■ DIRECTIVE: Leaving out the pictures, please retype each record exactly.

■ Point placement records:
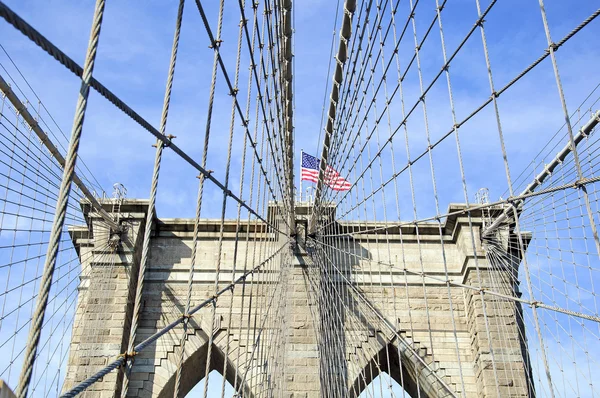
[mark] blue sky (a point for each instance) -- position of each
(133, 57)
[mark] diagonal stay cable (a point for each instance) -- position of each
(151, 339)
(233, 92)
(557, 45)
(45, 44)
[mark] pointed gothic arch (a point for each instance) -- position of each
(403, 368)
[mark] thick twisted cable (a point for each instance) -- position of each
(61, 205)
(22, 26)
(152, 204)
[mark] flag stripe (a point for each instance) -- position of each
(310, 172)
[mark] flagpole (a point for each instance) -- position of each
(300, 174)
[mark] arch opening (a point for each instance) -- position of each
(389, 368)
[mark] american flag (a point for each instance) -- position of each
(310, 172)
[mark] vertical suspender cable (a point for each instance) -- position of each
(152, 204)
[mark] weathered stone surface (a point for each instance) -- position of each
(444, 335)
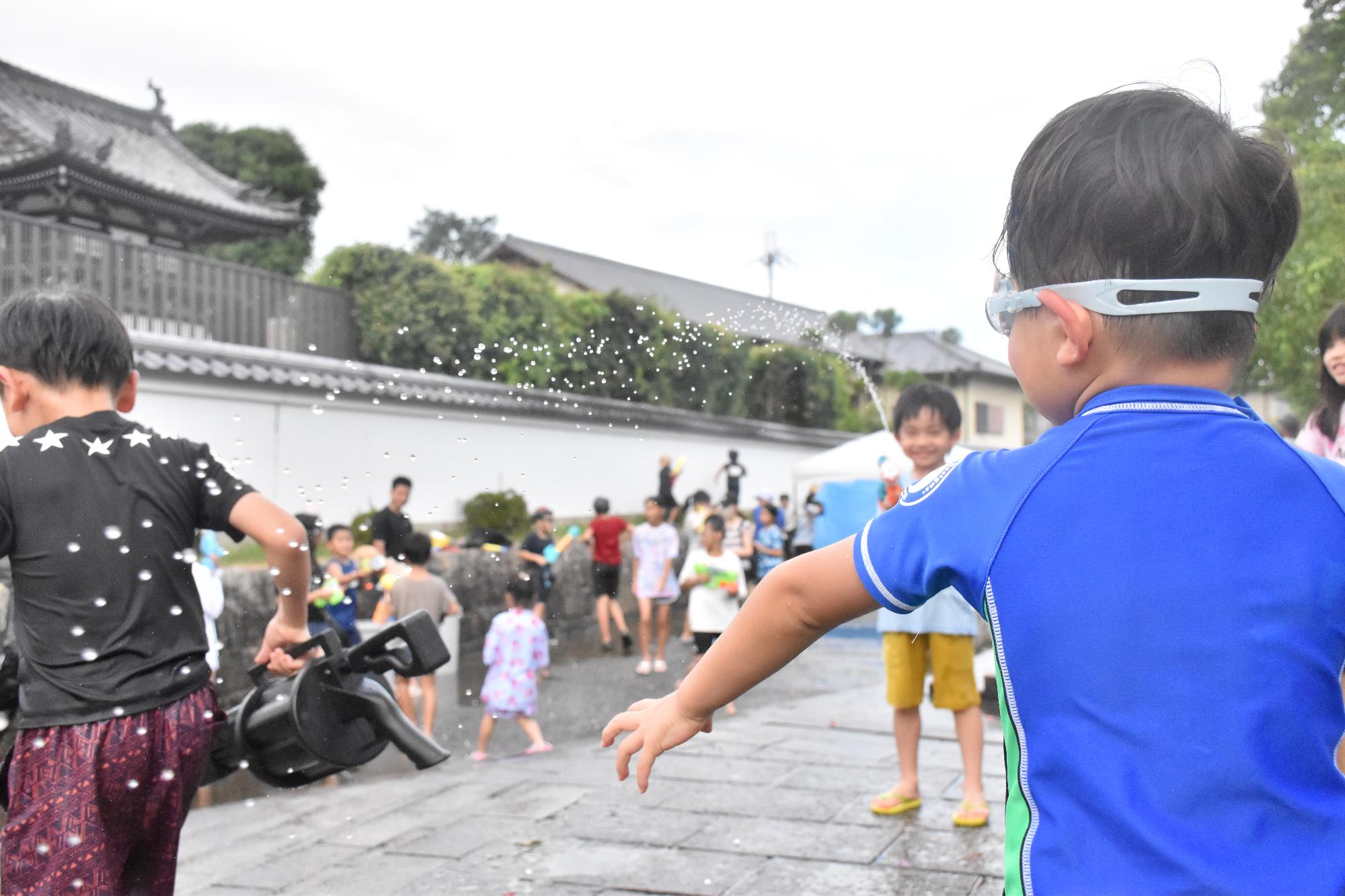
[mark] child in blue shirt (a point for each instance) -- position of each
(1168, 642)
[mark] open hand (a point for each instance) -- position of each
(279, 638)
(657, 727)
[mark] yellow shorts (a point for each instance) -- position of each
(907, 657)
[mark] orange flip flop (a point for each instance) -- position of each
(972, 815)
(894, 803)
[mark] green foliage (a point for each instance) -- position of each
(500, 323)
(268, 161)
(798, 386)
(1305, 106)
(502, 512)
(844, 322)
(450, 236)
(362, 528)
(884, 322)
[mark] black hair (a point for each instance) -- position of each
(919, 396)
(418, 549)
(523, 589)
(65, 335)
(1328, 415)
(1152, 184)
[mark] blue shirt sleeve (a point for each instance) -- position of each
(946, 529)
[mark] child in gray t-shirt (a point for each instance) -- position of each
(422, 589)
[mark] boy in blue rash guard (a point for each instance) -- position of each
(1168, 642)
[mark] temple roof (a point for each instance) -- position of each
(132, 149)
(315, 378)
(748, 314)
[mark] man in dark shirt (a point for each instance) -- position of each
(533, 552)
(99, 517)
(391, 528)
(734, 474)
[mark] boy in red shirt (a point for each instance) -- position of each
(606, 534)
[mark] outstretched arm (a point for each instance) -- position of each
(286, 544)
(793, 607)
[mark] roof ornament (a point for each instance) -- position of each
(159, 97)
(64, 139)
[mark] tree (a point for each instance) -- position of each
(884, 321)
(1305, 106)
(449, 236)
(268, 161)
(844, 322)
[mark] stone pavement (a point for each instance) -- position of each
(775, 801)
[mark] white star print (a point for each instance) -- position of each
(52, 440)
(98, 446)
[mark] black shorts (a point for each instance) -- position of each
(607, 580)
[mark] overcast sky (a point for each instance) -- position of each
(876, 140)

■ SOLUTION FOR THIS TASK:
[mark] blue sky (a point for each instance) -- position of each
(133, 57)
[mark] diagonal stay cable (a point for each instance) -- position of each
(151, 339)
(233, 92)
(557, 45)
(45, 44)
[mark] pointed gothic arch (a point for each instance) -- position of each
(403, 368)
[mark] thick twisted cable (a point for each instance) -- position of each
(61, 205)
(22, 26)
(152, 204)
[mark] flag stripe (a point for each instance) -- position of each
(310, 172)
[mark] flagpole (a point for each instance) -- position of each
(300, 174)
[mark] arch opening (a point for each instance) -- position of each
(389, 368)
[mark] american flag (a point for each instance) -- position of each
(310, 172)
[mark] vertical suspender cable (a point for each instance) -- position of each
(152, 204)
[mark] weathered stone surface (a point for each instance) -- position of each
(444, 335)
[mark] child in blue shirt (a point for each instance) -- position of each
(1168, 642)
[mark] open hand (a point for each instance) -- position of each
(279, 638)
(657, 727)
[mark] yellow shorts (a point for each instance) -- position of each
(907, 657)
[mark] orange flip flop (a point for each instance) -- position of each
(972, 815)
(894, 803)
[mark] green foliage (a point for each instance) -- position of each
(500, 323)
(268, 161)
(798, 386)
(1305, 106)
(502, 512)
(844, 322)
(450, 236)
(362, 528)
(884, 322)
[mark] black hair (a point for each instance) -- position of each
(919, 396)
(418, 549)
(523, 589)
(65, 335)
(1328, 415)
(1152, 184)
[mark] blue shirt sleeve (a point for each instance) -- position of each
(946, 529)
[mark] child in gray t-shirt (a point for each instance) -- position of each
(422, 589)
[mark] boy in blue rash guard (a point for each instance) -- position of each
(1168, 642)
[mark] temple roof (a point for each instance) -- position of each
(132, 149)
(315, 378)
(748, 314)
[mark] man in dark shirt (a point for each instance) -- position of each
(533, 552)
(99, 517)
(391, 528)
(734, 474)
[mark] boy in red shirt (a point for each instance) -- position of each
(606, 534)
[mark] outstretched arm (a point for each instance) -- position of each
(286, 544)
(793, 607)
[mark] roof ornament (a point for each instance) -- position of each
(159, 97)
(64, 139)
[mark] tree (a point for each instance) -- position of each
(884, 321)
(1305, 106)
(449, 236)
(268, 161)
(844, 322)
[mark] stone pavement (a point for each instance) -- position of each
(775, 801)
[mark] white star print (a point for each instance) -- position of each
(52, 440)
(98, 446)
[mark] black shorts (a point for each instance) -- position of each
(607, 580)
[mark] overcast sky (a point for each instance) -- position of each
(876, 140)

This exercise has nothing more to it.